====== Extrait source ======
Une grève massive éclate à la FIRMA. Les usines sont occupées. Cependant, les syndicats ne cessent de temporiser. Ce sont des assemblées de base qui décident des actions et des perspectives de lutte. Mais le PCI et les syndicats ne tentent pas de généraliser la grève dans d’autres usines. La revue Classe operaia reste traversée par des débats. Le groupe de Rome favorise l’entrisme au sein du PCI. Tronti estime que les opéraïstes doivent infléchir la ligne du puissant parti ouvrier. Au contraire, Negri insiste sur une politique autonome du prolétariat. Néanmoins, dans la Vénétie, le groupe des opéraïstes comprend également des militants syndicaux.
Le groupe de Marghera encourage les travailleurs à agir avant tout au sein de leurs organisations syndicales, mais également à lutter de manière autonome. Ils doivent favoriser la généralisation du conflit et l’unité des travailleurs. Les prolétaires de Marghera s’appuient encore sur les institutions du mouvement ouvrier pour rendre leurs luttes plus incisives. Néanmoins, les organisations politiques et syndicales se sentent menacées par les opéraïstes qui portent des revendications plus offensives et ancrées dans les conditions de travail des ouvriers.
En 1967, Potere operaio diffuse des tracts devant les usines de manière plus dense. Les opéraïstes insistent sur l’autonomie ouvrière comme capacité des travailleurs à décider eux-mêmes le calendrier, les formes et les objectifs des luttes. Des revendications communes doivent réunir les travailleurs de différentes catégories, usines ou secteurs industriels. Le salaire, les horaires et les congés concernent l’ensemble de la classe ouvrière.
L’opéraïsme se diffuse également en Émilie-Romagne, notamment auprès de la jeunesse étudiante de Bologne. La valorisation de la spontanéité de la classe ouvrière permet de critiquer les structures sociales à partir de la production et des conditions de travail. La jeunesse rejette le stalinisme de PCI pour embrasser une démarche plus libertaire. Les étudiants remettent en cause l’autorité des professeurs et la sélection sociale.
En 1968, de nouvelles formes de lutte éclatent dans les usines vénètes. Les ouvriers s’opposent à la rationalisation tayloriste. Ils remettent en cause la hiérarchie et l’organisation du travail. Des grèves avec occupations d’usines se propagent. Les ouvriers sont également soutenus par le mouvement étudiant. Les jeunes générations ouvrières, sans spécialisation ni qualification, construisent dans les luttes une identité collective.
====== Lignes de données ======
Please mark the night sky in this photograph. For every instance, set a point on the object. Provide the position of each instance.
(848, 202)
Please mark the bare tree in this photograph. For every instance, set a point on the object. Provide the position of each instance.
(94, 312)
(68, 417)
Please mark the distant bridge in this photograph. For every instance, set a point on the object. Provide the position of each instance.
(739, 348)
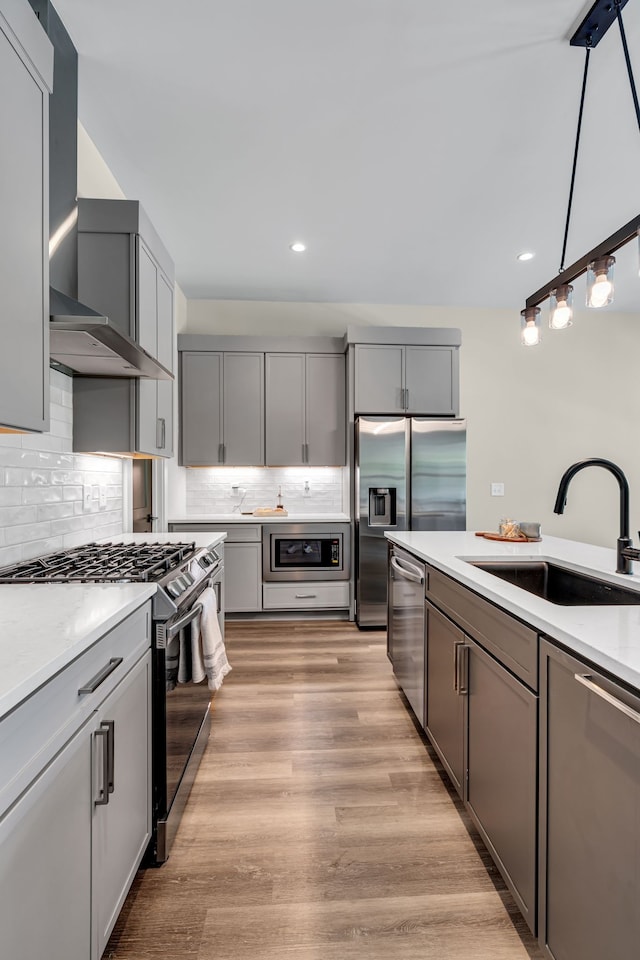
======
Exercices:
[a] Indiquez si chacune de ces affirmations concorde avec l'extrait sur l'opéraïsme, en répondant par oui ou par non et en citant les mots de l'extrait qui tranchent : (i) Negri défend une politique autonome du prolétariat ; (ii) en 1967, Potere operaio cesse de distribuer des tracts devant les usines ; (iii) les étudiants de Bologne adoptent le stalinisme du PCI.
[b] Dans les lignes, renommez « distant bridge » en « old bridge », de la ligne qui contient « Please mark the bare » jusqu'à la dernière ligne incluse, puis redonnez ces lignes sans autre changement et sans les images.
L'extrait et les lignes n'ont aucun rapport entre eux.

Réponses par exercice:
[a]
(i) Oui : « Negri insiste sur une politique autonome du prolétariat ».
(ii) Non : « En 1967, Potere operaio diffuse des tracts devant les usines de manière plus dense ».
(iii) Non : « La jeunesse rejette le stalinisme de PCI pour embrasser une démarche plus libertaire ».

[b]
Please mark the bare tree in this photograph. For every instance, set a point on the object. Provide the position of each instance.
(94, 312)
(68, 417)
Please mark the old bridge in this photograph. For every instance, set a point on the object. Provide the position of each instance.
(739, 348)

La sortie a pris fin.